** OBJECTIF DE L'EXERCICE **
D'après l'extrait, combien d'heures par nuit les femmes de la cohorte étaient-elles autorisées à dormir, et pendant combien de nuits ?

** EXTRAIT DU TEXTE **

=====

Pour leur étude, ils ont travaillé avec une cohorte de 22 femmes autorisées à ne dormir que 3 heures par nuit, 2 nuits de suite. Cette privation de sommeil reflète de façon assez proche celle induite par certaines situations de travail posté de nuit.

Dans une première phase de l’étude, E. Thoret et D. Pressnitzer, ont cherché à caractériser les différentes dimensions de la voix pouvant être affectées par la privation de sommeil et à quantifier, de manière objective, leurs altérations.

Ils ont alors débuté leur étude par une analyse purement acoustique des enregistrements des voix avant et après privation de sommeil, et calculé, pour chaque enregistrement des représentations des sons par fréquence, par modulation de fréquence et par modulation temporelle. Ces différents critères acoustiques sont reliés non seulement à la prosodie (mélodie de la phrase, modification de la voix, variation du débit de parole) mais aussi au timbre de la voix (voix claire vs voix cassée).

Ces facteurs peuvent quant à eux être reliés à des marqueurs physiologiques comme, la variation du débit de paroles directement relié aux capacités motrices, ou le timbre directement relié aux vibrations des cordes vocales.

Cette première partie de l’étude ayant permis aux chercheurs de confirmer l’hypothèse selon laquelle prosodie et timbre sont bien affectés par la privation de sommeil, l’équipe a cherché à comprendre de quelle manière ils étaient affectés.

=====

Données de localisation à un point par occurrence:
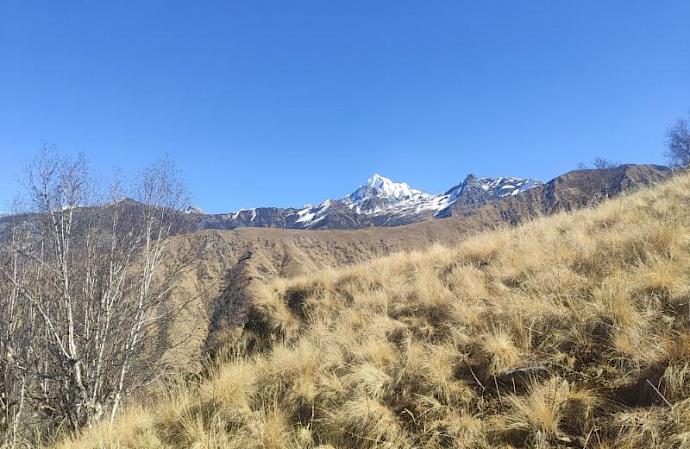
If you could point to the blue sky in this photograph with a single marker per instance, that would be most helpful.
(283, 103)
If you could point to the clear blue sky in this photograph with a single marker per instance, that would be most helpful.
(283, 103)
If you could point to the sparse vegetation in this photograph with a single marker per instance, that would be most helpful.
(678, 141)
(570, 331)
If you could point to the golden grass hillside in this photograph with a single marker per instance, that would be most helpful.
(570, 331)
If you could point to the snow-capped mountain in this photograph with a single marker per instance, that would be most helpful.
(379, 201)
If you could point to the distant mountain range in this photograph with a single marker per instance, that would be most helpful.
(377, 202)
(381, 202)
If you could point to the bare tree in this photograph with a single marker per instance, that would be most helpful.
(678, 142)
(601, 163)
(84, 288)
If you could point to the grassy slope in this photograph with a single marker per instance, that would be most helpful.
(572, 330)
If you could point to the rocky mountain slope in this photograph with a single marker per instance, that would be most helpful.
(377, 202)
(568, 332)
(233, 264)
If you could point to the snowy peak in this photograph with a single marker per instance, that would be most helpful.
(380, 201)
(500, 186)
(381, 187)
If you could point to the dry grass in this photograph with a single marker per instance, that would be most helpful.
(570, 331)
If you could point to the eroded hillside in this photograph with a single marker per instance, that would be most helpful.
(569, 331)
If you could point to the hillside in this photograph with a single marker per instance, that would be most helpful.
(223, 277)
(380, 202)
(569, 331)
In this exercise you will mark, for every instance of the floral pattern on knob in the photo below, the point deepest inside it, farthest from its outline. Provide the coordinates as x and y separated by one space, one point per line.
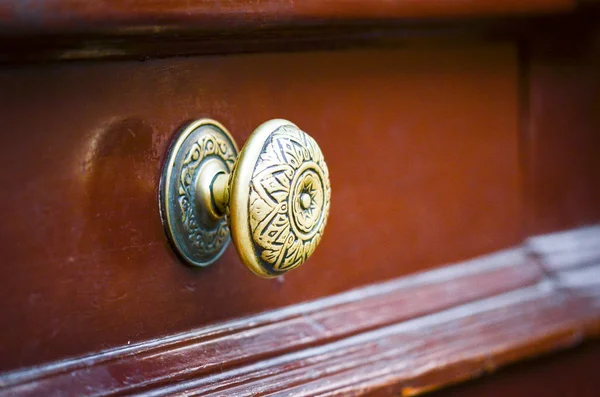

=====

** ZONE DE RÉPONSE **
Elles pouvaient dormir 3 heures par nuit, 2 nuits de suite.